The greater the risk posed by a device, the higher the level of external review required. The perceived risk of a device is determined by a classification system described in the directive. Annex II List A contains highest-risk devices, and Annex II List B contains high-risk devices. Self-test and all other IVD devices are subject to a different set of rules. Assays are classified by analyte, as List A and List B devices (Table I). All classified analytes have been assigned to one of the lists. For example, prostate specific antigen (PSA) is the only cancer marker in Annex II List B.

Figure 3. The routes to demonstrating conformity for self-testing devices, excluding those in Annex II (Click to Enlarge).

The vast majority of IVDs are not listed in Annex II, and are sometimes described as self-certification products. However, technical documentation is required for all devices, as described in Annex III. This documentation should prove that each device meets the essential requirements described in Annex I of the directive. The essential requirements are minimum safety requirements, and include rules for both technical aspects and labeling. The amount of technical documentation required is proportionate to the risk level assigned to the device. 

For each class of device, manufacturers may choose from a number of different routes to demonstrate compliance with the directive. The philosophy of European directives is that the overall level of external scrutiny involved in conformity assessment should be the same whether compliance is achieved by testing or quality assurance. The available routes to conformity are described in detail in Article IX of the directive (Figures 1-4).

The risks posed by Annex II List A devices are so great that external testing of individual batches or lots is required, regardless of whether a quality assurance or testing route had been chosen. This testing is referred to as the “verification of manufactured product,” and is described in Annex IV section 6 or Annex VII section 5, depending on the route selected. 
The most common conformity route selected is “full quality assurance,” described in Annex IV of the directive. Using this route, the quality system must conform to ISO 13485, which requires an approval by a notified body of the design control system used to develop the IVD. Receiving an Annex IV approval allows companies to introduce new products with reduced notified body involvement.

Technical Documentation

When a European directive is proposed, the Commission mandates a series of standards to support the directive. Either the European Committee for Standardization (CEN, Brussels) or the European Committee for Electrotechnical Standardization (CENELEC, Brussels) is then commissioned to write the standards. Once the standards have been written and agreed upon, according to CEN or CENELEC rules, the standards are harmonized. Harmonization entails publishing the details of the standard in the Official Journal of the European Union. 

All harmonized standards contain an Annex ZA that describes which clauses in the standard demonstrate compliance with each essential requirement. The essential requirements are only met when the standard is applied in full. Standards embody what the EU deems to be the best practice, and are used as a reference source for proving compliance with the directive. 
Companies normally demonstrate compliance with the directive by preparing an essential requirements checklist. This list is a matrix that pairs the essential requirements with the standards the manufacturer has applied. It describes the technical documentation used by the manufacturer to prove compliance with the directive.

----

# Tasks to complete
a – In the passage on EU rules for in vitro diagnostic devices, which cancer marker is the only one listed in Annex II List B?
b – Reproduce, word for word, the stretch of the passage on EU rules for in vitro diagnostic devices from "The risks posed" through "notified body involvement.".
c – Extend the passage on EU rules for in vitro diagnostic devices, beginning after its final sentence.

# Supplied information
----

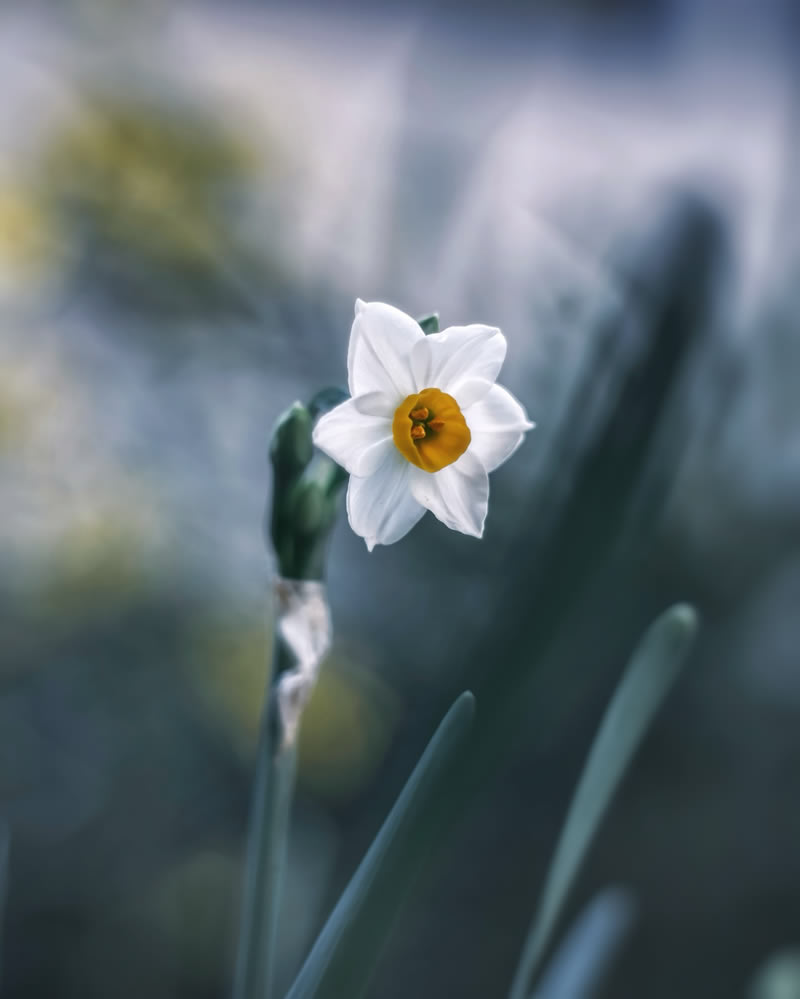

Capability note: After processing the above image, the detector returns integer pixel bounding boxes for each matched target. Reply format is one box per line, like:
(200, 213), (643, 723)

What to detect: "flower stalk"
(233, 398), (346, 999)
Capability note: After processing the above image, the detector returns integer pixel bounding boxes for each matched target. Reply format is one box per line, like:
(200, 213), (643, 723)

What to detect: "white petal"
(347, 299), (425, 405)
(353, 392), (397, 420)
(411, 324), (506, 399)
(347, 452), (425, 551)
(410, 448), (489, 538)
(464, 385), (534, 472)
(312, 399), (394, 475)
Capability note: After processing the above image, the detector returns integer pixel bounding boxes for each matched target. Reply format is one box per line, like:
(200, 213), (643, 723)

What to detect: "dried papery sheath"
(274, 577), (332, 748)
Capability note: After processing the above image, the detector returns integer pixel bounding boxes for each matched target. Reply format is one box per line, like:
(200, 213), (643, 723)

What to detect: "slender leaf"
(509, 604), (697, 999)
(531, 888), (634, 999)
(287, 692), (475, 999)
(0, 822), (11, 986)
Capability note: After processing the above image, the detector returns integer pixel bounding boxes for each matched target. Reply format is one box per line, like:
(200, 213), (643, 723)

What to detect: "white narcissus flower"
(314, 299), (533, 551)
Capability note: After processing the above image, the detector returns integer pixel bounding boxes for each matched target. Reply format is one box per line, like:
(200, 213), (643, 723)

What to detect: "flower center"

----

# Results by task
a – Prostate specific antigen (PSA).

b –
The risks posed by Annex II List A devices are so great that external testing of individual batches or lots is required, regardless of whether a quality assurance or testing route had been chosen. This testing is referred to as the “verification of manufactured product,” and is described in Annex IV section 6 or Annex VII section 5, depending on the route selected. 
The most common conformity route selected is “full quality assurance,” described in Annex IV of the directive. Using this route, the quality system must conform to ISO 13485, which requires an approval by a notified body of the design control system used to develop the IVD. Receiving an Annex IV approval allows companies to introduce new products with reduced notified body involvement.

c –
Alternatively, the manufacturer may refer to a location where supporting technical documentation or data can be found. Many companies may already be compliant with FDA regulations. In this case, the essential requirements checklist can help these companies avoid reinventing the wheel by enabling them to cross-reference documents generated as part of U.S. 510(k) or PMA applications.

In European directives, the use of standards is encouraged, but not mandatory. However, the risk posed by the devices in Annex II List A was so great that a new standard called a Common Technical Specification (CTS) was written for them. This standard was not written in the normal manner. Rather, it was undertaken by a group of experts under the supervision of the commission. As a result, the CTS does not resemble a standard in structure and lacks the refinement of language normally found in standards. A copy of the CTS has now been published in the Official Journal of the European Community. 
Unlike other standards for European directives, the CTS is quasi-mandatory and it will be difficult to get an Annex II List A product approved without meeting it. Compliance with the CTS is reviewed as part of the design dossier review described in Annex IV or the test method described in Annex V. The design dossier review is a detailed review of an individual technical file. When files for Annex II List B devices are reviewed, the sampling of technical files is permissible. 

Until recently, many companies have prepared retrospective technical files. However, from now on companies will generate new files for new products. These companies must not fall into the trap of preparing their new files in the same way as their retrospective files, i.e., by waiting until the end of a project to assemble all of the required information. This often occurs when the product has been developed for the U.S. market and the essential requirements are only considered when the product is ready to enter Europe. 

The best technical files are assembled as the design of the device progresses and as the pertinent documents are generated. To generate technical documentation in this manner, the quality system must be reconfigured to prompt the company to perform the appropriate reviews and generate documents at the appropriate times. For example, the way in which the device’s design meets the essential requirements should be reviewed and documented at each stage of the design process, as should the risk analysis.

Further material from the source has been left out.